— Start of Excerpted records —

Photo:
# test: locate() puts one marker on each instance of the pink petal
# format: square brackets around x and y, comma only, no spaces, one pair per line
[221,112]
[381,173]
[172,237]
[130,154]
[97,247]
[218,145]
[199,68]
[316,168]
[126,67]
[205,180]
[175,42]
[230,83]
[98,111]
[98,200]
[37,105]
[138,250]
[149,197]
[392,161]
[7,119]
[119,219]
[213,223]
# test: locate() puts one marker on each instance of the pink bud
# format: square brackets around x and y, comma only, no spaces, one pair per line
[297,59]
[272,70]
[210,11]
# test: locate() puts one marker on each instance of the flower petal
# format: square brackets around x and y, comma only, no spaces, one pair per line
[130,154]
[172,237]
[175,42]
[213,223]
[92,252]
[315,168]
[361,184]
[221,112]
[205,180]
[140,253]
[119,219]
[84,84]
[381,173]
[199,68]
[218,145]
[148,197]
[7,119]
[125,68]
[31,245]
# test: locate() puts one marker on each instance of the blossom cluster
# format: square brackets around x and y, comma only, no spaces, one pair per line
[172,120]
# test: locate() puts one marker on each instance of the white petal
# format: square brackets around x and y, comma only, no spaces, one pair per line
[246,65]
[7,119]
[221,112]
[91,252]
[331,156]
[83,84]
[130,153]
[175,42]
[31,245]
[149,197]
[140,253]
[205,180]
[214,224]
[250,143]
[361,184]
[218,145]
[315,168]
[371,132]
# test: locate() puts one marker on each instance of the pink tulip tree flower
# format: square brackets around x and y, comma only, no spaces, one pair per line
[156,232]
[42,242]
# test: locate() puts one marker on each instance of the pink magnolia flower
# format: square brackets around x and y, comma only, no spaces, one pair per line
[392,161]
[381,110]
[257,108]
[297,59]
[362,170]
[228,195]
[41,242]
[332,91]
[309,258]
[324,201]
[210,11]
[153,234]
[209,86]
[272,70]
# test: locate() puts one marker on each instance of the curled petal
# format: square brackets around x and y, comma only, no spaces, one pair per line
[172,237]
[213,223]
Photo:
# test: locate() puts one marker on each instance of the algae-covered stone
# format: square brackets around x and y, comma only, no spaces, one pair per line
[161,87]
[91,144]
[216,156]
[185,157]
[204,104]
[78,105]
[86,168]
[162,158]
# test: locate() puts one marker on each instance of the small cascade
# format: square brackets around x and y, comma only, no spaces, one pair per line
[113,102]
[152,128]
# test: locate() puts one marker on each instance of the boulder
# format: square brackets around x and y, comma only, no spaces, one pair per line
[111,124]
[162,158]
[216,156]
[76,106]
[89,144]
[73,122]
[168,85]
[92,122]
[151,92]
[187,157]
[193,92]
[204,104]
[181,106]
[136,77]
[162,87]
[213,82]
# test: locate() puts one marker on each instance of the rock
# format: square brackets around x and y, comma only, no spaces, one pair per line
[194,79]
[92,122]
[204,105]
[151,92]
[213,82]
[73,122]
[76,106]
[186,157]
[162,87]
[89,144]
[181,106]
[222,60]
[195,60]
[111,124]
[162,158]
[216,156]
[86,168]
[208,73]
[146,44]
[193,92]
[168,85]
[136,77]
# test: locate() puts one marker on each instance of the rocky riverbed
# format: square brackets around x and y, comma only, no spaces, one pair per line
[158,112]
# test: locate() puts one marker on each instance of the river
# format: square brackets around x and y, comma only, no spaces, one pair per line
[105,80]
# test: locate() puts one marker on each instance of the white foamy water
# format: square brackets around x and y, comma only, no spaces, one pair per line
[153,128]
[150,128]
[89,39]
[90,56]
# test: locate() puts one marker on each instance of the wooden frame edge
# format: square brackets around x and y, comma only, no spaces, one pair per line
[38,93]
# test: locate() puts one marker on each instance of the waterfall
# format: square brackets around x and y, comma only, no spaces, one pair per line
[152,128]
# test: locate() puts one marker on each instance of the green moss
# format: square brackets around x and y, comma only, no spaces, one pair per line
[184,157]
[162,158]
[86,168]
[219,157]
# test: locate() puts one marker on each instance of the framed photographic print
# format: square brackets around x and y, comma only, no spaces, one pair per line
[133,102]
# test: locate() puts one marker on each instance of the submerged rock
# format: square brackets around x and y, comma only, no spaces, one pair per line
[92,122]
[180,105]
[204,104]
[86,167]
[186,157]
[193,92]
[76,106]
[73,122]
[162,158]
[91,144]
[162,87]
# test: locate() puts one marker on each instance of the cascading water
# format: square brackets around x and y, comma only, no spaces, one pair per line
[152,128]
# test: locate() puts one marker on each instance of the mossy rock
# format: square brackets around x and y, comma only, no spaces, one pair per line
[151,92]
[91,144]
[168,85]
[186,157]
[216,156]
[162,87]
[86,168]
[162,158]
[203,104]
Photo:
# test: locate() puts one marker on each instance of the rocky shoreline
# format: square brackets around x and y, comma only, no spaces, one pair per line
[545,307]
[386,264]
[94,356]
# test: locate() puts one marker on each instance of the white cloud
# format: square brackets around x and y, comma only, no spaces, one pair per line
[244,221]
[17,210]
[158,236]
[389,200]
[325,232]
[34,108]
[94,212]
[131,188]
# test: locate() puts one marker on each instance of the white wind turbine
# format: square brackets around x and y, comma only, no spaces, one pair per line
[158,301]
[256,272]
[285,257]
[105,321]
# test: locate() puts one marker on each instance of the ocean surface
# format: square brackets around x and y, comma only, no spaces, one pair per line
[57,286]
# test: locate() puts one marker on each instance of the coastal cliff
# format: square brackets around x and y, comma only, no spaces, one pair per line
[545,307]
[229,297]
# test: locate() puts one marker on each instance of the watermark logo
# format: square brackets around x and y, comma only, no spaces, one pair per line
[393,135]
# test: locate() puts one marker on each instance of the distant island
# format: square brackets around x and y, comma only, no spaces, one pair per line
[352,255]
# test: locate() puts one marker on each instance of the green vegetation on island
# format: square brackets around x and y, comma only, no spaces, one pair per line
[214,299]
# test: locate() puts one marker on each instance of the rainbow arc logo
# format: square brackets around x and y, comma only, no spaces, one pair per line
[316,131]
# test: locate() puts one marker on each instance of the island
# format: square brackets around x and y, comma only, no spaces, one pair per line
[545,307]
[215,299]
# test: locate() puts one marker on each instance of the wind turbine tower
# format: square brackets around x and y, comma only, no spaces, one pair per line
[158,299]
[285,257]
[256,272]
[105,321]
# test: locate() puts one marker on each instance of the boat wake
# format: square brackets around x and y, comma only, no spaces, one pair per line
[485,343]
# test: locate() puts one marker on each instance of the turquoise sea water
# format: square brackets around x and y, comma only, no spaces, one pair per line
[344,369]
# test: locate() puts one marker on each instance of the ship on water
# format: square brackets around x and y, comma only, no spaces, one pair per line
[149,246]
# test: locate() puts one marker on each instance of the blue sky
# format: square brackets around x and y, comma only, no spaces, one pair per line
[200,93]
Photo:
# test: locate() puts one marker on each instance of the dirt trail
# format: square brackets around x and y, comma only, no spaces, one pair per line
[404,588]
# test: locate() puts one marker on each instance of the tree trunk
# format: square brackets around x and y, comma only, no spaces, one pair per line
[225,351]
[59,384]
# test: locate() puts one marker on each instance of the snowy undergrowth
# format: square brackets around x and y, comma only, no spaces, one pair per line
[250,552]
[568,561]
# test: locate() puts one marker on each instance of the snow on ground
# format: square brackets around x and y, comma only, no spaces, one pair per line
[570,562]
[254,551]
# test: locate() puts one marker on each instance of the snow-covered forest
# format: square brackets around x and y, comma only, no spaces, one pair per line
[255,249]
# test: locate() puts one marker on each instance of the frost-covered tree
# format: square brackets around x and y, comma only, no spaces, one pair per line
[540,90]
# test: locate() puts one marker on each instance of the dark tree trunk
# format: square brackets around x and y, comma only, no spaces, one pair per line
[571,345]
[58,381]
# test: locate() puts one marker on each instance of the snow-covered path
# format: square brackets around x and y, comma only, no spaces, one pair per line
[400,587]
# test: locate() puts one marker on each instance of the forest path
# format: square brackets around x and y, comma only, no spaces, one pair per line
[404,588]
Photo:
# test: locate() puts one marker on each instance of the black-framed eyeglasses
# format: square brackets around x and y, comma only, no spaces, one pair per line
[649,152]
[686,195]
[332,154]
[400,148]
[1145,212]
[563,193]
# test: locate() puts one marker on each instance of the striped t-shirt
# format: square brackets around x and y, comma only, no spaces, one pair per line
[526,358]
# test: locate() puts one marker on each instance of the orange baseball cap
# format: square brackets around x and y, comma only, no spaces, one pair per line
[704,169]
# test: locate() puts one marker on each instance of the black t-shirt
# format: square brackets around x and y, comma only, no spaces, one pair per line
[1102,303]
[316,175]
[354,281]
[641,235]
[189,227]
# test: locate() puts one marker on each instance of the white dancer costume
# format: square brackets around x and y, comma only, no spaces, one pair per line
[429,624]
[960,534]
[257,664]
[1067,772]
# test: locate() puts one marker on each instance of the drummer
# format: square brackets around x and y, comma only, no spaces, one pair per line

— End of Excerpted records —

The request - The line containing "dark tree trunk" and every line after it, through the end of the records, should be repeated exactly and alone.

Complete response -
# test: locate() puts one marker on each instance of the dark tree trunk
# format: square brackets around x and y, comma only, no spaces, one pair per line
[571,345]
[58,381]
# test: locate() puts one marker on each instance of the snow-covered path
# format: square brackets around x and y, comma only, no spaces, one pair per line
[400,587]
# test: locate() puts one marker on each instance of the forest path
# format: square brackets around x and y, comma only, no spaces, one pair per line
[404,588]
Photo:
# test: locate() puts one marker on each instance of the black-framed eyeglasses
# format: square brackets around x and y, comma only, no spaces, one pair per line
[649,152]
[686,195]
[332,154]
[400,148]
[1145,212]
[563,193]
# test: locate() puts one marker on each instance of the striped t-shirt
# format: square brackets around x and y, comma only, no spaces, one pair per line
[526,358]
# test: locate() puts one marker on each instance of the orange baseball cap
# format: square brackets around x and y, comma only, no spaces, one pair per line
[704,169]
# test: locate() puts one marker on each instance of the black t-shirt
# format: square brackets around x and y, comma only, no spaces, one pair per line
[1102,303]
[316,175]
[354,281]
[641,235]
[189,227]
# test: locate() puts one marker on each instance of the white dancer costume
# format: square brackets around x and y, comma only, no spaces, one pair per line
[429,624]
[960,534]
[257,664]
[1067,772]
# test: locate() puts one marker on each instance of the drummer
# format: square brackets around x and y, comma only, no spaces, one pair per line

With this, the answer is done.